■ DIRECTIVE ■
Make an exact copy of the lines, leaving the pictures out.

(Rows from a pointing dataset)
-=-=-

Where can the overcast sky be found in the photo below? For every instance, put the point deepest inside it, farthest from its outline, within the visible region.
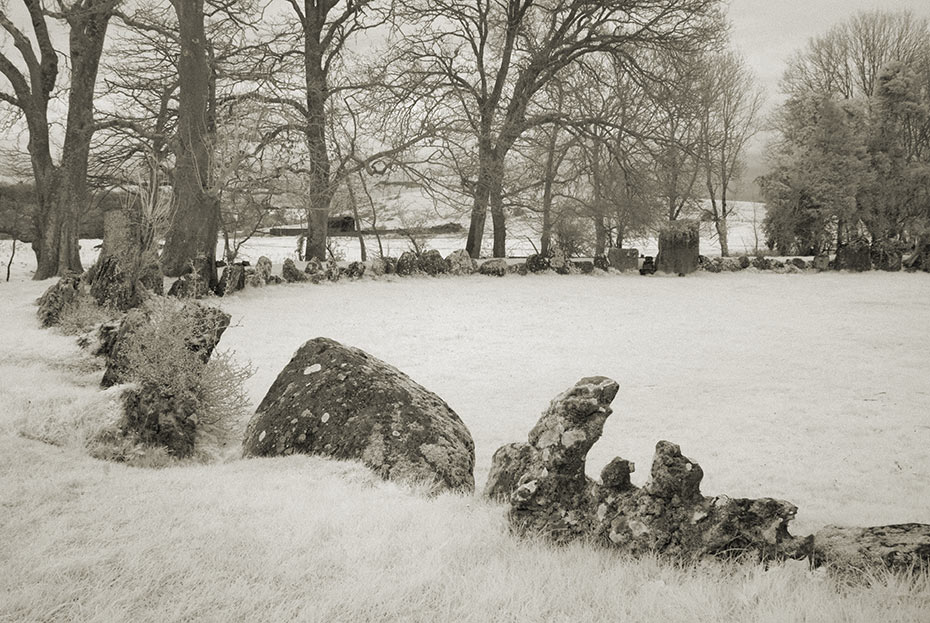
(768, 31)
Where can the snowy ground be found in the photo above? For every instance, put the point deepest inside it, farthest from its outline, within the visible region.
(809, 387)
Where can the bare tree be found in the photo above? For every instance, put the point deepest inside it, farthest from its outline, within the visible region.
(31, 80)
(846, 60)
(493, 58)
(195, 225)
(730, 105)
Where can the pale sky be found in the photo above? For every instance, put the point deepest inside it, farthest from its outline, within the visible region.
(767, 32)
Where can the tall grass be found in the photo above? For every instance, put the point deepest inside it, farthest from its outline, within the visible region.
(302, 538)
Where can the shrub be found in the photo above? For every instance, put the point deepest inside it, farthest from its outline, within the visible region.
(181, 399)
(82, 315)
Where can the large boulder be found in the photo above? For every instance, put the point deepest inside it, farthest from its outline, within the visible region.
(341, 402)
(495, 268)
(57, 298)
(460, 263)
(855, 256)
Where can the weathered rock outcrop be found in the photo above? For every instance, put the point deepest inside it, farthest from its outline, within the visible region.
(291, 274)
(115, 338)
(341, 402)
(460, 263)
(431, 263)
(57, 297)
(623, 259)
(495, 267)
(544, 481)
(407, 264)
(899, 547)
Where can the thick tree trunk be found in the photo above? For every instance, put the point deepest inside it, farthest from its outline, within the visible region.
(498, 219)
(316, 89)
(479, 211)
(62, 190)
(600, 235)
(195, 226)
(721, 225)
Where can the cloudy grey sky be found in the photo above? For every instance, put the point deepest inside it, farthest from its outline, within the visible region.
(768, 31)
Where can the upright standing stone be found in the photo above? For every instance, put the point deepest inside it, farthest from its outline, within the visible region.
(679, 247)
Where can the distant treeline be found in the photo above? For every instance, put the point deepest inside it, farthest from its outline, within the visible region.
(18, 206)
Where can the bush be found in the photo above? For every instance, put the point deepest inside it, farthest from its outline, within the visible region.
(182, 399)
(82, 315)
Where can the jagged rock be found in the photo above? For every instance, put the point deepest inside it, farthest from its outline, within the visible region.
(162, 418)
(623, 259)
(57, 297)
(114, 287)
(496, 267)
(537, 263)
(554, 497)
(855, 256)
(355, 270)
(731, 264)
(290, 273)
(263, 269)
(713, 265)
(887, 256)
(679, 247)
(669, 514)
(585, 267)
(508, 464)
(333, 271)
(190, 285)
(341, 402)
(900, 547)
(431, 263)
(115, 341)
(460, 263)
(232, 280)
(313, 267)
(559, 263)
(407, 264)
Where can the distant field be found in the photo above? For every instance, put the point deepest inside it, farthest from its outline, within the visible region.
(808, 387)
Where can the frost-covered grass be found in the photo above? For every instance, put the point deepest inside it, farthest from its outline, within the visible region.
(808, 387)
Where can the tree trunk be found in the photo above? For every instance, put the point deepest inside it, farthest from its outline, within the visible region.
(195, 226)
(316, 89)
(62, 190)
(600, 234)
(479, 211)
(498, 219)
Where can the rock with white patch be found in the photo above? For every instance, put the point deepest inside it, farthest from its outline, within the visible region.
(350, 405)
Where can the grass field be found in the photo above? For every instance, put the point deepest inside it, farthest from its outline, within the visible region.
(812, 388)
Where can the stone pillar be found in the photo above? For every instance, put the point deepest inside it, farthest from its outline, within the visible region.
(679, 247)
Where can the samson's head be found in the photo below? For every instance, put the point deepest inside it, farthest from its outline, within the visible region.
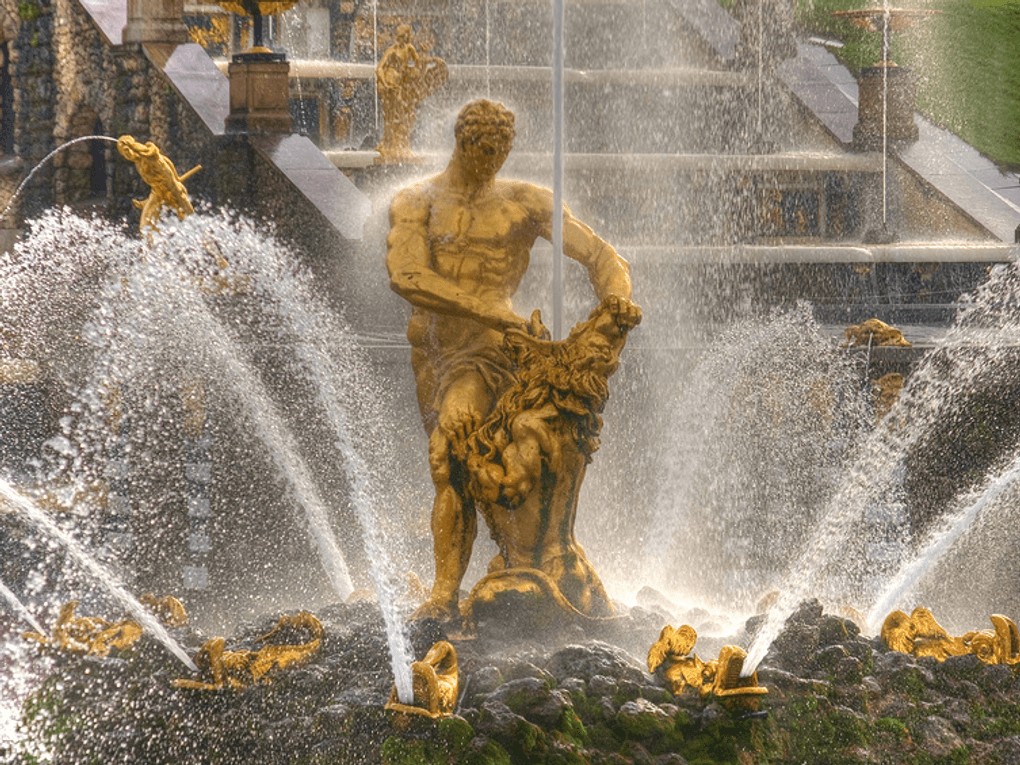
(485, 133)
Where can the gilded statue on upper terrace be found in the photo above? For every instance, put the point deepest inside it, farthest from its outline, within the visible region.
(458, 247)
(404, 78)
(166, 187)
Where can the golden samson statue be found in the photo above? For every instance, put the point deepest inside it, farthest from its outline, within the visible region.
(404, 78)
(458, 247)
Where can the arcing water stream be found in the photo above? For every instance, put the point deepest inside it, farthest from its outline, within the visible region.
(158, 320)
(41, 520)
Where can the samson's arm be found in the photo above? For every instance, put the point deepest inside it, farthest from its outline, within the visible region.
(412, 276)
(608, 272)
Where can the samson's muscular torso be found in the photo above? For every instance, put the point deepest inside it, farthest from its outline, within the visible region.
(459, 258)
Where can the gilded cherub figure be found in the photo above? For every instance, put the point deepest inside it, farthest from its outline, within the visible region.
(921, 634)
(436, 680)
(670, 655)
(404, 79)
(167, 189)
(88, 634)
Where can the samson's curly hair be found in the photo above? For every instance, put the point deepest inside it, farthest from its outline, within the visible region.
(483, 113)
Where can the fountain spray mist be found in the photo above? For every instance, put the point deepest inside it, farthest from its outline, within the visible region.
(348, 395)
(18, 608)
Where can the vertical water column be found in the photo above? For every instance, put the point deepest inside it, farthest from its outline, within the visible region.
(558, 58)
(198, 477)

-=-=-

■ TASK RESPONSE ■
Where can the overcast sky be found in the photo below? For every instance, put the point deepest inside it, farthest from its outline, within the visible region.
(768, 31)
Where can the snowy ground be found in the photo above? For every instance, put the point deepest inside it, farthest from its outline, within the visible region.
(809, 387)
Where can the bare tree be found in the photo above? For every instance, put the point deepest inside it, farthest from its outline, within the visible region.
(31, 80)
(846, 60)
(493, 58)
(195, 225)
(730, 105)
Where can the pale sky be found in the photo above? For every instance, put the point deepest inside it, farthest from its outline, within the visible region.
(767, 32)
Where can the tall grass be found in the photo above? For every instance, put the point deepest inside it, farthest from its outline, within the visible region.
(302, 538)
Where can the shrub be found in the photo above? For every instance, put the point deepest inside it, farthest from its outline, within the visible region.
(181, 399)
(82, 315)
Where can the large boulder be found in the photo above? For every instance, put the point deepest inside it, farthest from its outline, within the visible region.
(341, 402)
(495, 268)
(57, 298)
(460, 263)
(855, 256)
Where can the weathered rock outcrop be found in the photo above? For every instance, put the point deepest inside it, farthest from its outline, within the visible region.
(291, 274)
(115, 338)
(341, 402)
(460, 263)
(431, 263)
(57, 297)
(623, 259)
(495, 267)
(544, 481)
(407, 264)
(899, 547)
Where can the thick tree trunk be found in the photo above? For every instance, put the point deepest inside it, farthest from its outline, within the visible region.
(498, 219)
(316, 89)
(479, 211)
(62, 190)
(600, 235)
(195, 226)
(721, 225)
Where can the cloudy grey sky be found in the photo above? For every instance, put the point deepest inside it, farthest from its outline, within the visible region.
(768, 31)
Where can the upright standing stone be found in the photo above? For every instance, put the point deepest inside it, farthest from its outline, within the visible region.
(679, 247)
Where can the distant treeline be found in the photo above? For every instance, put the point deepest inside it, farthest from its outline, within the visible region.
(18, 206)
Where can the bush be found in the photo above? For every instance, put the point deepest inside it, farthest from its outline, within the visible region.
(182, 399)
(82, 315)
Where can the jagged rock be found in the photo above? For every instance, put the point deepest inside it, farthest from its outline, within the visible region.
(162, 418)
(623, 259)
(57, 297)
(114, 287)
(496, 267)
(537, 263)
(554, 497)
(855, 256)
(355, 270)
(731, 264)
(290, 273)
(263, 269)
(713, 265)
(887, 256)
(679, 247)
(669, 514)
(585, 267)
(508, 464)
(333, 271)
(190, 285)
(341, 402)
(900, 547)
(431, 263)
(115, 341)
(460, 263)
(232, 280)
(313, 267)
(559, 263)
(407, 264)
Where can the distant field be found in the photo above? For every instance, put the point deepest inside it, farthest from its outline, within the visible region.
(808, 387)
Where can the frost-covered grass be found in the photo above? For every instance, put the point deepest inside it, farthest from its outline, within the visible region.
(808, 387)
Where can the tree trunk be found in the photo above? For every instance, put the point deepest inside it, farthest from its outline, within the visible region.
(195, 226)
(316, 89)
(62, 190)
(600, 234)
(479, 211)
(498, 219)
Where can the rock with white patch be found in the photo above? For every instance, put the point deepest inside it, farthest from its outline, within the visible region.
(350, 405)
Where can the grass field be found in the photo above? For every instance, put the point deepest inside it, farthest from its outline, within the visible region.
(812, 388)
Where can the stone pillar be found in the photo above? For every instance, put the point deepest inside it, farthest from its outline, within the visible region.
(679, 247)
Where can the samson's head be found in the photo below? For every instance, put the point deepest inside it, farthest from its outline, within the visible region.
(485, 133)
Where can the gilded statue on upper terrace be found in the photo above? For every instance, put the point deepest inside it, farthest from its outline, within the visible region.
(458, 247)
(404, 78)
(166, 187)
Where can the golden samson statue be found in the photo above? For every instance, put the point deepest inside it, farthest from its outline, within the visible region.
(404, 78)
(458, 247)
Where can the arcing water stream be found in the photo above? For every instance, put the point deepest inside it, farthest from its outline, within the visible region.
(158, 320)
(41, 520)
Where can the samson's arm be found in the photo above? For every instance, put the point deepest inside it, farthest from its outline, within the visible region.
(412, 276)
(608, 272)
Where can the samson's muscular torso be found in the photo above? For every instance, put the point deepest inside it, farthest from its outline, within the visible region.
(459, 258)
Where can the gilded cherub figure be found in the photo above? For every instance, put the point deepest inside it, farthest from its outline, within the visible region.
(921, 634)
(436, 680)
(670, 655)
(404, 79)
(167, 189)
(88, 634)
Where can the samson's curly hair be found in the photo above? For every instance, put the point deepest inside it, farthest from its outline, within the visible region.
(483, 113)
Where can the fountain spray mist be found in the photo above? For every instance, put the point deepest inside it, farthest from its outline, within the visible region.
(348, 395)
(18, 608)
Where can the vertical water column be found in the photo above? For every instance, put the point deepest inside it, farthest from its outline, within the visible region.
(558, 58)
(198, 477)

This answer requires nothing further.